**Листинг данных**.

━━━

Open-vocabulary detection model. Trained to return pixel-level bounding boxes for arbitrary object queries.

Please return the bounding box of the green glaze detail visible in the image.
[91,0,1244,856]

━━━

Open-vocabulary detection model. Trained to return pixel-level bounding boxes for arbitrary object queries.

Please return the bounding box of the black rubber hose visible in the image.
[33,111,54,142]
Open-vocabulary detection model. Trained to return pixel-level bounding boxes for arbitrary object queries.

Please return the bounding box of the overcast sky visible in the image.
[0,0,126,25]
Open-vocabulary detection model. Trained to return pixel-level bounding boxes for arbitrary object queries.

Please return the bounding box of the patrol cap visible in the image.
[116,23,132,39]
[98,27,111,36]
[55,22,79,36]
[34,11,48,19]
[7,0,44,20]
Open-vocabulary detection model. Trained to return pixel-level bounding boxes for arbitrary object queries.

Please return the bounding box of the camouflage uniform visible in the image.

━━━

**Письменное задание**. Отфильтруйте приведенные выше строки и скопируйте каждую, в которой встречается слово «glaze».

**Решение задания**.
Please return the bounding box of the green glaze detail visible in the image.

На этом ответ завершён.